▸ **Natural language region descriptions**:
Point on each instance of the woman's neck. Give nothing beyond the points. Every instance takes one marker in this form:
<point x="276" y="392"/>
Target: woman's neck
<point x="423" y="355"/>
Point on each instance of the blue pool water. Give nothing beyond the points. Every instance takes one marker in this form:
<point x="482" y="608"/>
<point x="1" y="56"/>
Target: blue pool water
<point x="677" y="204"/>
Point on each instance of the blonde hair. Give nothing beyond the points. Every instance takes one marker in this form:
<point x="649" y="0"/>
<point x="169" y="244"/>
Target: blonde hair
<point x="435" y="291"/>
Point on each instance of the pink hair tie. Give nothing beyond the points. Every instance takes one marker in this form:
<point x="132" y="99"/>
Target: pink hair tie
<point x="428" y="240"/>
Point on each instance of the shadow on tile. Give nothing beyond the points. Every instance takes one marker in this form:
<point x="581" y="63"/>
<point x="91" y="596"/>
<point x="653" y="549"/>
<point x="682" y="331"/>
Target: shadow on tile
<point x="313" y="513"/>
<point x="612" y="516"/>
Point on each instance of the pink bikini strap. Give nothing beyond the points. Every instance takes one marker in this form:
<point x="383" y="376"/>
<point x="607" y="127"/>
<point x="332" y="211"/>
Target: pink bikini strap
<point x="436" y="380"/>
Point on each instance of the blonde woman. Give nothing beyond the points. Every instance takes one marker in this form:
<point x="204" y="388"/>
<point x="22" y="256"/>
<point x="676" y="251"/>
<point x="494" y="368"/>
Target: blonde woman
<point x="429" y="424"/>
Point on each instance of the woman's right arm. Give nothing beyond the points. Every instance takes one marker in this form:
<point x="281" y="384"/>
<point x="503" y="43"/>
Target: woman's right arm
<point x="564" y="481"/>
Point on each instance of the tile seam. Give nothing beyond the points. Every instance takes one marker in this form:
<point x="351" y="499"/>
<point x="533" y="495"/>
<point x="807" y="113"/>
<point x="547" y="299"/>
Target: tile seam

▸ **Exercise**: Could you output every entry above exactly as it stands?

▸ **Expected answer**:
Point on each instance of the woman's neck. Give nothing beyond the points. Every instance takes one marker in this form:
<point x="276" y="392"/>
Target: woman's neck
<point x="423" y="355"/>
Point on each instance of the blue pool water. Give nothing beyond the points. Every instance takes one marker in this form:
<point x="482" y="608"/>
<point x="1" y="56"/>
Target: blue pool water
<point x="677" y="204"/>
Point on each instance of the blonde hair. Give nothing beyond the points. Every instance takes one marker in this form:
<point x="649" y="0"/>
<point x="169" y="244"/>
Target: blonde hair
<point x="435" y="291"/>
Point on each instance of the pink hair tie. Give nothing beyond the points. Every instance takes one marker in this form:
<point x="132" y="99"/>
Target: pink hair tie
<point x="428" y="240"/>
Point on each instance of the shadow on tile. Give nothing beyond the points. Every instance takes one marker in this form:
<point x="581" y="63"/>
<point x="91" y="596"/>
<point x="653" y="549"/>
<point x="682" y="331"/>
Target: shadow on tile
<point x="313" y="513"/>
<point x="612" y="516"/>
Point on each instance of the pink bikini strap. Give nothing beyond the points. Every instance takes one marker in this form:
<point x="383" y="376"/>
<point x="607" y="127"/>
<point x="332" y="211"/>
Target: pink bikini strap
<point x="436" y="380"/>
Point on each instance of the blonde woman. Give nothing beyond the points. Every instance takes one marker in this form:
<point x="204" y="388"/>
<point x="22" y="256"/>
<point x="676" y="251"/>
<point x="494" y="368"/>
Target: blonde woman
<point x="429" y="424"/>
Point on each instance of the woman's right arm. Give nothing beyond the points. Every instance takes one marker in this form:
<point x="281" y="384"/>
<point x="503" y="43"/>
Target: woman's right arm
<point x="564" y="481"/>
Point on each instance of the tile seam. Give nothing beyond the points. Every instance takes one marker in this form:
<point x="351" y="499"/>
<point x="533" y="495"/>
<point x="807" y="113"/>
<point x="547" y="299"/>
Target: tile seam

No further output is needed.